ISTAMBUL : Le ministre russe des Affaires étrangères, Sergueï Lavrov, est attendu en Turquie lundi, jour du troisième anniversaire du déclenchement de l'invasion russe de l'Ukraine, ont annoncé dimanche des sources diplomatiques turques.

M. Lavrov doit s'entretenir à Ankara avec son homologue turc Hakan Fidan, ont indiqué ces mêmes sources, précisant que les deux hommes discuteraient notamment d'une solution au conflit ukrainien.

Dimanche, la porte-parole de la diplomatie russe, Maria Zakharova, a confirmé à l'agence Tass qu'une délégation menée par Sergueï Lavrov devait se rendre prochainement en Turquie pour y discuter d'« un large éventail de sujets ».

La Turquie, membre de l'OTAN, souhaite jouer un rôle de premier plan dans la fin des hostilités, comme elle avait tenté de le faire en mars 2022 en accueillant par deux fois des négociations directes entre Moscou et Kiev.

Mardi, en recevant son homologue ukrainien Volodymyr Zelensky, le président turc Recep Tayyip Erdogan a de nouveau affirmé que son pays serait un « hôte idéal » pour des pourparlers sur l'Ukraine associant Moscou, Kiev et Washington.

Toutefois, ces dernières semaines, Moscou et Washington ont entamé un dialogue direct, alors que les relations se réchauffent entre Donald Trump et Vladimir Poutine.

Mardi, Russes et Américains se sont rencontrés en Arabie saoudite pour entamer le rétablissement de leurs relations, une réunion dénoncée par Volodymyr Zelensky qui redoute un accord sur l'Ukraine à leur insu.

DONNÉES ENREGISTRÉES:
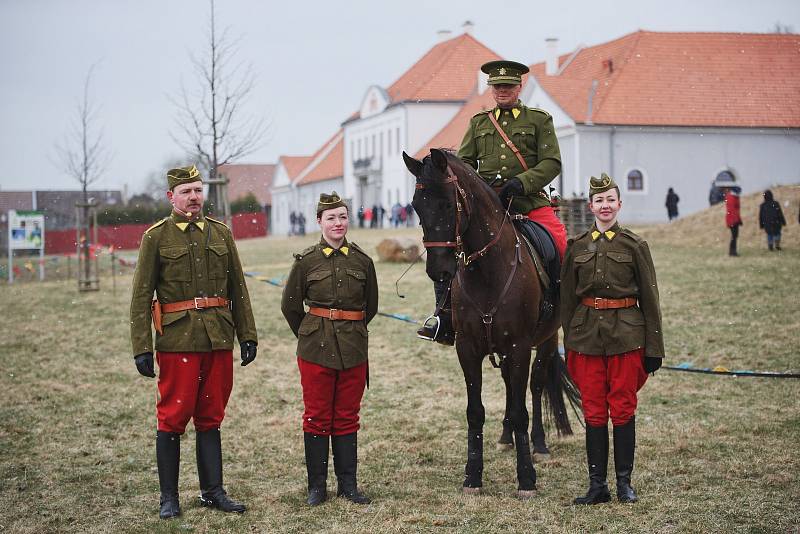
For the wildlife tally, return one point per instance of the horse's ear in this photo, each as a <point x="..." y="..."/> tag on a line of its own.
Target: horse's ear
<point x="439" y="159"/>
<point x="413" y="166"/>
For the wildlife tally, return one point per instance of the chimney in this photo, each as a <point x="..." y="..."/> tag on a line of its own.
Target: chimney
<point x="551" y="49"/>
<point x="443" y="35"/>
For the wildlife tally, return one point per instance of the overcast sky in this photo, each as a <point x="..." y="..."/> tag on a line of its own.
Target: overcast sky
<point x="313" y="62"/>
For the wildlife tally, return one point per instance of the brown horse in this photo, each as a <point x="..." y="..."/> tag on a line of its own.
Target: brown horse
<point x="496" y="295"/>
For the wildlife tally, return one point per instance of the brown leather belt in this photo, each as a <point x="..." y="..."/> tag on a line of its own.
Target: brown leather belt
<point x="337" y="315"/>
<point x="197" y="303"/>
<point x="599" y="303"/>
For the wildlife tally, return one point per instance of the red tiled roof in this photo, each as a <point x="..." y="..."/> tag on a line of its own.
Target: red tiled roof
<point x="249" y="178"/>
<point x="683" y="79"/>
<point x="331" y="165"/>
<point x="449" y="71"/>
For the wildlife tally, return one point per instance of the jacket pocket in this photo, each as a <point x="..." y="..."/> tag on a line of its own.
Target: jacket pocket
<point x="525" y="139"/>
<point x="309" y="325"/>
<point x="218" y="261"/>
<point x="175" y="264"/>
<point x="484" y="140"/>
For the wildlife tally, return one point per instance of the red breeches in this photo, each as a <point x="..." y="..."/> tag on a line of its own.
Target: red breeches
<point x="332" y="399"/>
<point x="547" y="217"/>
<point x="193" y="385"/>
<point x="608" y="385"/>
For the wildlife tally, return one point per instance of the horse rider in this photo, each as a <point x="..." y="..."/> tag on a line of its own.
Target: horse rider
<point x="337" y="280"/>
<point x="612" y="333"/>
<point x="514" y="148"/>
<point x="191" y="263"/>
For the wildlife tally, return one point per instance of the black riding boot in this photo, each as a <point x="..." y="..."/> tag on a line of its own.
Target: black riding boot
<point x="597" y="458"/>
<point x="345" y="462"/>
<point x="624" y="446"/>
<point x="440" y="330"/>
<point x="317" y="467"/>
<point x="168" y="458"/>
<point x="209" y="470"/>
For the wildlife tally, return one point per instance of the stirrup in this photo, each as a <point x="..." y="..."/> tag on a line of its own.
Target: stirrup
<point x="434" y="319"/>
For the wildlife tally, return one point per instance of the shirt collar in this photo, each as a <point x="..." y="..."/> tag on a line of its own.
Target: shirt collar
<point x="328" y="250"/>
<point x="609" y="234"/>
<point x="515" y="111"/>
<point x="183" y="222"/>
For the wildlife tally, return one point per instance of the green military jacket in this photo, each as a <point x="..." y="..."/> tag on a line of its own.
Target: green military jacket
<point x="531" y="130"/>
<point x="329" y="278"/>
<point x="181" y="260"/>
<point x="616" y="265"/>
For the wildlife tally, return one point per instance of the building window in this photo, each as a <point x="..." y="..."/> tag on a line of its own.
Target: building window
<point x="635" y="180"/>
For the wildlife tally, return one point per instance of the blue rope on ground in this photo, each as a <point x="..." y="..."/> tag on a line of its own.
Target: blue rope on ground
<point x="686" y="367"/>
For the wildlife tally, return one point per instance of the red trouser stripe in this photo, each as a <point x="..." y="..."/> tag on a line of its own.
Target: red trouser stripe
<point x="332" y="399"/>
<point x="547" y="217"/>
<point x="193" y="385"/>
<point x="608" y="385"/>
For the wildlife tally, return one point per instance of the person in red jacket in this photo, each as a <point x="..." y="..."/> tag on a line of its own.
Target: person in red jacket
<point x="733" y="218"/>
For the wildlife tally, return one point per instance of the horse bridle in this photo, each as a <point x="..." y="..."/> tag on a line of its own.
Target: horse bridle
<point x="458" y="244"/>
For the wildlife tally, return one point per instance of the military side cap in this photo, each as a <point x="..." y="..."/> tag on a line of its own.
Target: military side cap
<point x="505" y="72"/>
<point x="329" y="202"/>
<point x="183" y="175"/>
<point x="601" y="185"/>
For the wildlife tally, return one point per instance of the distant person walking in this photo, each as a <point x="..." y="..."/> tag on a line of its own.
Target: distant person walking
<point x="770" y="219"/>
<point x="733" y="218"/>
<point x="672" y="204"/>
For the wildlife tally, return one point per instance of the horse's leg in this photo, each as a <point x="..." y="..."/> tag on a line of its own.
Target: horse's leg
<point x="541" y="368"/>
<point x="526" y="474"/>
<point x="473" y="471"/>
<point x="506" y="441"/>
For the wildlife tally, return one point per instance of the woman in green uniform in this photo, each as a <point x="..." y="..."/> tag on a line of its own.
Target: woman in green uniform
<point x="336" y="280"/>
<point x="612" y="334"/>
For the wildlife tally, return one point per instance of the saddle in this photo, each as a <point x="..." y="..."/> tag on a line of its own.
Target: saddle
<point x="542" y="248"/>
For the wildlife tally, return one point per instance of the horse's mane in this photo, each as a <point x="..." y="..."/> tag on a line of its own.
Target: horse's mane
<point x="462" y="170"/>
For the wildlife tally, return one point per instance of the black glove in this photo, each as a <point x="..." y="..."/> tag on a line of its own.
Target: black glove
<point x="248" y="352"/>
<point x="651" y="365"/>
<point x="144" y="364"/>
<point x="512" y="188"/>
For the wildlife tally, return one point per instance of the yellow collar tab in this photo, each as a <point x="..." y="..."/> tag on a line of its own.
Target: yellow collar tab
<point x="327" y="251"/>
<point x="184" y="225"/>
<point x="608" y="233"/>
<point x="514" y="111"/>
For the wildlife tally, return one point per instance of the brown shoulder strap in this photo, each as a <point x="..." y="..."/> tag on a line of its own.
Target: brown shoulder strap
<point x="508" y="141"/>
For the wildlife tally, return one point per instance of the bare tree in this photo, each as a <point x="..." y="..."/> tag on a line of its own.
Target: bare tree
<point x="211" y="119"/>
<point x="83" y="155"/>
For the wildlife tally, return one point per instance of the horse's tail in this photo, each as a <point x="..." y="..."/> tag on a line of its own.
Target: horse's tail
<point x="558" y="385"/>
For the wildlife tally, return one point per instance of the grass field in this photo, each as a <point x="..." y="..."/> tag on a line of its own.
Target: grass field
<point x="715" y="454"/>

TÂCHES À RÉALISER:
(1) Dans le texte sur la visite de Sergueï Lavrov en Turquie, avec qui le ministre doit-il s'entretenir à Ankara ?
(2) Reproduisez fidèlement le passage du texte sur la visite de Sergueï Lavrov en Turquie qui commence aux mots « ISTAMBUL : Le » et s'arrête après les mots « sources diplomatiques turques. ».
Les lignes ci-dessus forment un matériau distinct du texte.

RÉPONSES AUX TÂCHES:
(1) Avec son homologue turc, Hakan Fidan.

(2)
ISTAMBUL : Le ministre russe des Affaires étrangères, Sergueï Lavrov, est attendu en Turquie lundi, jour du troisième anniversaire du déclenchement de l'invasion russe de l'Ukraine, ont annoncé dimanche des sources diplomatiques turques.